À faire.
- A) Recopiez le passage de l'article sur Saad Hariri qui commence par les mots contenant "LE MONDE | 23.05.05" et se termine par "une admiration illimitée.".
- B) Poursuivez l'article sur Saad Hariri en écrivant la suite après sa dernière phrase.

Extrait de l'article.
************
23.5.05

Saad Hariri, en politique malgré lui

LE MONDE | 23.05.05 | 16h00  •  Mis à jour le 23.05.05 | 16h00

Il aurait préféré rester à l'écart de la politique. A fortiori, dit-il, dans les circonstances actuelles : l'assassinat, le 14 février, à Beyrouth, de son père, l'ancien premier ministre Rafic Hariri, auquel il voue une admiration illimitée.
Saad Hariri dirigeait jusqu'alors avec succès, en Arabie saoudite, la société Saudi Oger, créée par son père, qui brasse un chiffre d'affaires de plus de 2 milliards de dollars. A 35 ans, il se retrouve catapulté sur le devant de la scène au Liban, briguant déjà - tête de liste, comme l'était son père - un mandat de député. Pris dans un tourbillon politique où les alliances se font et se défont au gré des jours, sinon des heures, tout en étant assuré de l'emporter compte tenu des équilibres nationaux.
************
Liste des enregistrements.
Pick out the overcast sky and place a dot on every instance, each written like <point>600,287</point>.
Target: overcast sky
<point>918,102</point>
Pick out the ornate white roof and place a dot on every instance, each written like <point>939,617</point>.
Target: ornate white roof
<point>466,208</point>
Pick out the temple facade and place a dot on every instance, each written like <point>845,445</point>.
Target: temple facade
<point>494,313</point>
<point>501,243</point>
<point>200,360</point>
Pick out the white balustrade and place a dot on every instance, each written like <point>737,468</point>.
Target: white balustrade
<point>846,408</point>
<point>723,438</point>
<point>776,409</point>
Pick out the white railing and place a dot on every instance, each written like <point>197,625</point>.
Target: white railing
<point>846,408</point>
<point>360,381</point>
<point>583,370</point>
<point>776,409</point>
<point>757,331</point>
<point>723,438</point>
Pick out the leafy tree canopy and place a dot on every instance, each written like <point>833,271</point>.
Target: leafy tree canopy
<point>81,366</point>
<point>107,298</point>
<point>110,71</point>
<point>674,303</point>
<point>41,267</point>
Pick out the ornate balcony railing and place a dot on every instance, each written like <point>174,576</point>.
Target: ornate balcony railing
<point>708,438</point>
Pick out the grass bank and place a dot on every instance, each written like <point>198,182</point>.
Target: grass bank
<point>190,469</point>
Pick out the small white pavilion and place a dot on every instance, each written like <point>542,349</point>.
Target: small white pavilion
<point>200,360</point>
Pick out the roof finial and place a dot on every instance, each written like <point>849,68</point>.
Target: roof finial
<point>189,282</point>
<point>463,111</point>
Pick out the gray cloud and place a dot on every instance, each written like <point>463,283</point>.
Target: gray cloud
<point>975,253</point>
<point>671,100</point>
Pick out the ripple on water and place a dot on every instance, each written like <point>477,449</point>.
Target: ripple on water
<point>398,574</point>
************
Réponses écrites.
- A)
LE MONDE | 23.05.05 | 16h00  •  Mis à jour le 23.05.05 | 16h00

Il aurait préféré rester à l'écart de la politique. A fortiori, dit-il, dans les circonstances actuelles : l'assassinat, le 14 février, à Beyrouth, de son père, l'ancien premier ministre Rafic Hariri, auquel il voue une admiration illimitée.

- B)
Il raconte : "Sous le choc de l'assassinat, la famille avait décidé de renoncer à la politique, de continuer seulement l'action -charitable et sociale- au sein de la Fondation Hariri." Ce qui l'a fait changer d'avis en l'espace de deux mois, c'est "l'affection exceptionnelle que les Libanais ont exprimée à l'endroit de -son- père" . "Il était dès lors difficile de dire : "On arrête, on les abandonne.""
La succession était d'autant moins évidente que Rafic Hariri, de son vivant, a déclaré ne pas vouloir d'héritier en politique. La décision de prendre la relève tenait donc du "devoir" . Elle fut d'autant plus difficile à prendre que "la famille a déjà beaucoup donné" , explique le jeune novice. "Elle a donné un père, elle a peur pour moi, pour ma mère, pour mes frères et soeurs."
"La politique était la dernière chose à laquelle j'aurais pensé, parce que je voyais tout ce que mon père endurait" , dit-il. La règle aurait voulu que le flambeau soit repris par l'aîné. Mais l'intéressé, Bahaa, "a souhaité continuer dans le domaine des affaires" . "La politique m'est tombée sur la tête ! explique Saad. Lorsque les gens viennent me voir pour la première fois, ils me disent "mabrouk" -félicitations-. En réalité, il n'y a pas lieu de me féliciter. C'est la fin de ma vie privée, de ma vie de famille. On me fait porter une grande responsabilité. Mon père était un géant, je ne suis qu'un tout petit gars."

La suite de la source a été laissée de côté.